Guerre de l’électricité
Les sociétés seront largement dépendantes d’un approvisionnement en électricité pour alimenter leurs « seigneurs » robots et IA, en charge de présider chaque État/civilisation dans ce monde à venir, si bien que l’énergie électrique va changer de statut, de service d’utilité publique à « oxygène » de l’avenir, et va donc devenir la cible toute désignée des États rivaux. On ne peut pas déterminer pour l’instant si les centrales – qu’elles soient nucléaires, solaires, ou autres – seront concentrées dans les jungles urbaines ou situées dans les périphéries rurales – chacune de ces possibilités présente ses avantages et ses faiblesses stratégiques – mais on peut affirmer que ces installations vont dans tous les cas constituer des cibles prioritaires dans tout conflit militaire : les désactiver ou les détruire sur une échelle assez grande suffit à désarmer les armées de robots de l’opposant (soit immédiatement, soit après un certain délai, selon l’existence de batteries, des méthodes de recharge, et des délais entre les recharges). Dans le même temps, les effets seraient également des défaillances sociétales incapacitantes pour les centres urbains, la population se trouvant soudainement libérée de sa prison de réalité virtuelle, pour découvrir que l’État piloté par IA n’est plus en mesure de répondre à ses besoins, surtout les besoins essentiels comme nourriture, eau, et possiblement même approvisionnement en médicaments de psychiatrie.
Les moyens d’infliger ce type de conséquences à un État ou une civilisation adversaire seront nombreux, mais le plus efficace sera probablement au travers de guerres des étoiles, au moyen de satellites armés, en commençant par une bataille entre satellites, le vainqueur oblitérant par la suite facilement l’alimentation énergétique du vaincu depuis là-haut. On pourrait s’attendre à voir les IEM (impulsions électromagnétiques) devenir les armes de destruction massive standard de l’avenir ; elles infligeront encore plus de dégâts sociétaux qu’anticipé par le roman One Second After, la dépendance de l’humanité étant alors encore largement accrue dans cet avenir. Une autre méthode pourrait bien sûr passer par des armes cybernétiques et des pirates, qui seraient plus semblables à des « stromtroopers » que l’« étoile de la mort » ne serait comparable aux armes spatiales. Ces combattants seraient dans tous les cas capables d’infliger des dégâts stratégiques à un adversaire. Une troisième méthode de guerre de l’électricité pourra également être de perturber, contrôler ou influencer les routes ou les sources d’approvisionnement que les États/civilisations utiliseront pour se fournir en matières premières à l’origine de l’énergie électrique, et de les faire chanter sur cette base.

* * * * * * *

◆ Travail à faire
1. Selon l'extrait sur la guerre de l'électricité, quelles armes pourraient devenir les armes de destruction massive standard de l'avenir ?
2. Reprenez l'extrait sur la guerre de l'électricité là où il s'interrompt et rédigez-en la suite.
Les lignes n'ont aucun rapport avec l'extrait sur la guerre de l'électricité.

* * * * * * *

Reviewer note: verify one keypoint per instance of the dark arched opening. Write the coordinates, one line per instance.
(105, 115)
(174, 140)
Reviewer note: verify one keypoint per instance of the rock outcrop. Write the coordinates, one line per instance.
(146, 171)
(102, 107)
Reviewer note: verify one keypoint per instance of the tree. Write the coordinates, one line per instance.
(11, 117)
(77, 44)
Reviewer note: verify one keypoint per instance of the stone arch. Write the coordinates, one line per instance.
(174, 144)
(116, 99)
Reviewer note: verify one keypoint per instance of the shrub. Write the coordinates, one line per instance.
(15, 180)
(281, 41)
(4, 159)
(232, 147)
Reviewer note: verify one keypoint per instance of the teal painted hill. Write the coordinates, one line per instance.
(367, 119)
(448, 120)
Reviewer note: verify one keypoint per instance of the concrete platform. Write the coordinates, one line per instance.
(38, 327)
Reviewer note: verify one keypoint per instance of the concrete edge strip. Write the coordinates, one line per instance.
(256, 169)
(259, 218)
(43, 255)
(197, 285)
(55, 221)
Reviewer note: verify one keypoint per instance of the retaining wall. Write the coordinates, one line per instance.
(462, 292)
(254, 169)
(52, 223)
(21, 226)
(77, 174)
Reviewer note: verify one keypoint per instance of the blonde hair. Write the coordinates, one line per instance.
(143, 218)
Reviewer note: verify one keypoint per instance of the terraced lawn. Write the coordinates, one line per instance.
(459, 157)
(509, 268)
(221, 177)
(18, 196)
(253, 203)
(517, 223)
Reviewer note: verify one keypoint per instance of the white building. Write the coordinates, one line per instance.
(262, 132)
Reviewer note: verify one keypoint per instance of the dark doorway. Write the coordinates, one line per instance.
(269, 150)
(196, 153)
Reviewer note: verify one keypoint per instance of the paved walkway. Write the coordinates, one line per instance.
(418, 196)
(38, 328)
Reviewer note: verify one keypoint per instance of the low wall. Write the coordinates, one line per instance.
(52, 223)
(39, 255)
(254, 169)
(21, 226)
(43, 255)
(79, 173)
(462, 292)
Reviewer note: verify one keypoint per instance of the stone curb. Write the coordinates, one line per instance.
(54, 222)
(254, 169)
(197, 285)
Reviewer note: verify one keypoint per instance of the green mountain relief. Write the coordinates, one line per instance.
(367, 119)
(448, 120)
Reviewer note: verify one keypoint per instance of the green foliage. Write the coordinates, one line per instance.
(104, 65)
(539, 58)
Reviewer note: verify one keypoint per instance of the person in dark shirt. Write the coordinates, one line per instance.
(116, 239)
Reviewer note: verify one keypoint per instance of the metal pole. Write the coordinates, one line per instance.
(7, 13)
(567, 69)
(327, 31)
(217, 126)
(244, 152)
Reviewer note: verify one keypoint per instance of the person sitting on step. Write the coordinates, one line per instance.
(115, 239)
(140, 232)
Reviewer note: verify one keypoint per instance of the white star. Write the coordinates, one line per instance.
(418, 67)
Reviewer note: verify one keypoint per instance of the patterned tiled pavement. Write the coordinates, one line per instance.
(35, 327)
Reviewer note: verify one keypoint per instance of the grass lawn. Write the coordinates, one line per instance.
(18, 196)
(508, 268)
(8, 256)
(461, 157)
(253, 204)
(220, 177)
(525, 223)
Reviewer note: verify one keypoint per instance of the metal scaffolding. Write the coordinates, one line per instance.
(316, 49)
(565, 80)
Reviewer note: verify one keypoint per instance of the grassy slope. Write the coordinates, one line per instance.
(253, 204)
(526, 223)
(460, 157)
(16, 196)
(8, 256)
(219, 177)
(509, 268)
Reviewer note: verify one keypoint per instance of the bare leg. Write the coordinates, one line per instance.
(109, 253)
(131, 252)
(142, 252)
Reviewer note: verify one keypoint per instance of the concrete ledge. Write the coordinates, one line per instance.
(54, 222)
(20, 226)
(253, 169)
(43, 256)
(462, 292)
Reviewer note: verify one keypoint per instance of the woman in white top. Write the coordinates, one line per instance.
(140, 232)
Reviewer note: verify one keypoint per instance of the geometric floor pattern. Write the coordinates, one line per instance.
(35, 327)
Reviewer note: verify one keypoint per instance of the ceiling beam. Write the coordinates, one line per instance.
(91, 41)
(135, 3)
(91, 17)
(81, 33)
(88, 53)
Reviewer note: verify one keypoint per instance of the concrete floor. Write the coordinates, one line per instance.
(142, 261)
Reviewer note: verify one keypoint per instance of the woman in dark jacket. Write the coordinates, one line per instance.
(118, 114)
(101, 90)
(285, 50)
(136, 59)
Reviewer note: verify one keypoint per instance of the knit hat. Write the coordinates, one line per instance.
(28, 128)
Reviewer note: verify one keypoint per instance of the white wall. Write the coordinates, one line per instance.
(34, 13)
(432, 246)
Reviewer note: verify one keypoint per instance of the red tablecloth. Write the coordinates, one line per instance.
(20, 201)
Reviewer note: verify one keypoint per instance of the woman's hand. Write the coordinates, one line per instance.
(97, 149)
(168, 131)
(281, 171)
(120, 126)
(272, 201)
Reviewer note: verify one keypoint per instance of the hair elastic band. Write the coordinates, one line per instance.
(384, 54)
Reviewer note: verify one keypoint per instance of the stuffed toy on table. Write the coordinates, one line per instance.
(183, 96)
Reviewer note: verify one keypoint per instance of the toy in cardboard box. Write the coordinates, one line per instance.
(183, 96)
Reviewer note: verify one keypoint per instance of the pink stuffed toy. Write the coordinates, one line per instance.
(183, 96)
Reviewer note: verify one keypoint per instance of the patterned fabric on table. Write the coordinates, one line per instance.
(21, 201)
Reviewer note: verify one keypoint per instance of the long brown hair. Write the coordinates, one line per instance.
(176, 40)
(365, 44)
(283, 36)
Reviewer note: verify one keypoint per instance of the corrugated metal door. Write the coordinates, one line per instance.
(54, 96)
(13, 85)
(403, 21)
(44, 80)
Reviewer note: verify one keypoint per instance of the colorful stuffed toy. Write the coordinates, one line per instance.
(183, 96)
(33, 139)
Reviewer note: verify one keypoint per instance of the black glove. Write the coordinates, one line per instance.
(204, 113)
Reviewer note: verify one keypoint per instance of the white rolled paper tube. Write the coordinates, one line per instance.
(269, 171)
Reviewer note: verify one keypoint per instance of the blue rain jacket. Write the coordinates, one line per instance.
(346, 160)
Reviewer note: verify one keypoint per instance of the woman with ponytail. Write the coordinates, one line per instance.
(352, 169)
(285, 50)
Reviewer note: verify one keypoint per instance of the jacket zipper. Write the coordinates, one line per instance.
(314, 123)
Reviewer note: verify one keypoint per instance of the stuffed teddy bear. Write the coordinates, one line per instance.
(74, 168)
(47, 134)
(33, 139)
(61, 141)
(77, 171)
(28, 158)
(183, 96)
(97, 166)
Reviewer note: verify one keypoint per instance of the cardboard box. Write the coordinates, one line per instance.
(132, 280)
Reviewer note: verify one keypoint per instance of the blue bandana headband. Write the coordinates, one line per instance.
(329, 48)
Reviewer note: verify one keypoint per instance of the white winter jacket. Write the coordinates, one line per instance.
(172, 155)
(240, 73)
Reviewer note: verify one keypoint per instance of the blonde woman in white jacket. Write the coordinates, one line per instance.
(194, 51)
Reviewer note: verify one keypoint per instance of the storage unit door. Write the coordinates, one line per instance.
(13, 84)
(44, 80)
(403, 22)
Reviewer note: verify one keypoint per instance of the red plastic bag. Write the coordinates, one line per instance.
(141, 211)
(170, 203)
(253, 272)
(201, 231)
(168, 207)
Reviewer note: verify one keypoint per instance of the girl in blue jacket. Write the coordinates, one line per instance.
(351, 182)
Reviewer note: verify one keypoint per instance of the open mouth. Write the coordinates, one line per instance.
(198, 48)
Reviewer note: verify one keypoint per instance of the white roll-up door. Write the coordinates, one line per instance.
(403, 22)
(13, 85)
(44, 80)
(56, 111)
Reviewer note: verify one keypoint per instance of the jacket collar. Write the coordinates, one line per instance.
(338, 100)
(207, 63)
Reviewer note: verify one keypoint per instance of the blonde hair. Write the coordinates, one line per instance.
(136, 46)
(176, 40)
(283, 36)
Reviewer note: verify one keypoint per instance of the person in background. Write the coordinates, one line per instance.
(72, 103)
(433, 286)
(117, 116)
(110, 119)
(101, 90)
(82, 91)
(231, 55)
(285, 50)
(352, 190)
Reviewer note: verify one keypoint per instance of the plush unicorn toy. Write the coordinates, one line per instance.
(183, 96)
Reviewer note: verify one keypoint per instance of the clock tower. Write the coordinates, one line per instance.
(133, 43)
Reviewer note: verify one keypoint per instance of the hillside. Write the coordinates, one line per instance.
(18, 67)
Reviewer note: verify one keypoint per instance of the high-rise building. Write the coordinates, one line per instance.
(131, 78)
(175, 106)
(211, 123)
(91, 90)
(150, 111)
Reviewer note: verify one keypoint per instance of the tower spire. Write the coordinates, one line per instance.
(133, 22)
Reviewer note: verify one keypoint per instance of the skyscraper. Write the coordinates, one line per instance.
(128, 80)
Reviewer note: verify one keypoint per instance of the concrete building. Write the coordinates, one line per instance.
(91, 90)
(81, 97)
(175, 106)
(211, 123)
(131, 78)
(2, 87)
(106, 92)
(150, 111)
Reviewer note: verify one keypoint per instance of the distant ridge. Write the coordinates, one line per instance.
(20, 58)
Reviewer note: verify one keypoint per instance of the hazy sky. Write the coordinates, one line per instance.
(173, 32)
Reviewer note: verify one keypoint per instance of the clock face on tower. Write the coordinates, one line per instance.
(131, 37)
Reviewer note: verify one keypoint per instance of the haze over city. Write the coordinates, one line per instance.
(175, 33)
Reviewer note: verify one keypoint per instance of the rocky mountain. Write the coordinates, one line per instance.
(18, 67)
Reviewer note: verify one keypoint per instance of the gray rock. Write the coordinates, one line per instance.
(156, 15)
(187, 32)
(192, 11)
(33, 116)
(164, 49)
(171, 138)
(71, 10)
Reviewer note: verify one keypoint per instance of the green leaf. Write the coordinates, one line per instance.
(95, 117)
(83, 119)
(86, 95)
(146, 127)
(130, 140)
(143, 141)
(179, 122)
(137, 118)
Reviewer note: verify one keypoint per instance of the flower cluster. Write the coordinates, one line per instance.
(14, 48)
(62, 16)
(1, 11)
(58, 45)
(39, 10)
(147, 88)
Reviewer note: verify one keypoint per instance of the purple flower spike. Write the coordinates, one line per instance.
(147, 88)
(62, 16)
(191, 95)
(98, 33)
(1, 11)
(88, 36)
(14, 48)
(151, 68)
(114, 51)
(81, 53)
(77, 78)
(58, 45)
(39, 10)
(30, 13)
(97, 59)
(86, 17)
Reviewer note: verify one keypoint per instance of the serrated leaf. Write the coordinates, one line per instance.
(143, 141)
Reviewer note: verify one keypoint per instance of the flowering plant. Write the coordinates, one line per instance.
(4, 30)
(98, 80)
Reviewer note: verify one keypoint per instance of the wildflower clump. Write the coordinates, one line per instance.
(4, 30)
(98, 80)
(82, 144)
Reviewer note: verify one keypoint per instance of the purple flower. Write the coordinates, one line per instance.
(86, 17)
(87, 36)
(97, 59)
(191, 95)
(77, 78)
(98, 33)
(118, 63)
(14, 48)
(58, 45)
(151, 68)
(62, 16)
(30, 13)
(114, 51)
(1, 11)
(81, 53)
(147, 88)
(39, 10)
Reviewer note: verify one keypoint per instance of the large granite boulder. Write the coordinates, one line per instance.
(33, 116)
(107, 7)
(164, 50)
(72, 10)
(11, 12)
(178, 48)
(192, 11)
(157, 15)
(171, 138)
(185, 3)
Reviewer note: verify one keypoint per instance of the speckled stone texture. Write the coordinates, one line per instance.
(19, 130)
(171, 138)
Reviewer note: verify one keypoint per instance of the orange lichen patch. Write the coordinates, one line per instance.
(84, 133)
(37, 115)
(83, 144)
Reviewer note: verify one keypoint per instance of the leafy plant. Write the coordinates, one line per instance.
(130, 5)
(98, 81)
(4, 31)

* * * * * * *

◆ Réponses attendues
1. Les IEM (impulsions électromagnétiques).

2.
On peut prévoir que les stratèges militaires ne voudront pas infliger de destructions physiques à leurs opposants outre le ciblage des infrastructures de production d’énergie électrique, afin de préserver autant que possible les moyens de production économiques (produits par robots), dans l’idée de pouvoir s’en saisir ensuite, à moins bien sûr que leur objectif ne soit la destruction de l’opposant et sa définitive mise « hors jeu ». La carte maîtresse qui pourra préserver les civilisations/États de ce sombre destin pourrait sans doute être un nouvel équivalent au concept nucléaire de « destruction mutuelle assurée », mais dans le domaine des satellites ou de l’alimentation électrique. Ce type d’atout, dès lors que les conditions qui l’activent seraient rassemblées, lancerait toute sa puissance d’attaque en réponse à l’agresseur. Quoique stabilisant dans une certaine mesure, l’existence de ce type de processus porte en elle les mêmes risques que l’on connaît, de voir par une sorte d’inadvertance une escalade ramenant l’humanité à l’« âge de pierre », même si ce scénario ne porte pas les destructions physiques à large échelle associées à l’utilisation de frappes nucléaires.
La montée des civilisations
Après cette description de l’avenir mondial qui semble se profiler – qu’il soit mené par l’occident, ou structuré sur les nouvelles routes de la soie, ou un mélange des deux – il est à présent temps de décrire plus en profondeur le rôle que prendront les civilisations dans ce modèle de fonctionnement. Comme entrée en matière, on peut s’appuyer sur les analyses de Samuel Huntington de 9 civilisations, même si elles ne seront pas adaptées à expliquer les contours de l’ordre civilisationnel mondial à venir.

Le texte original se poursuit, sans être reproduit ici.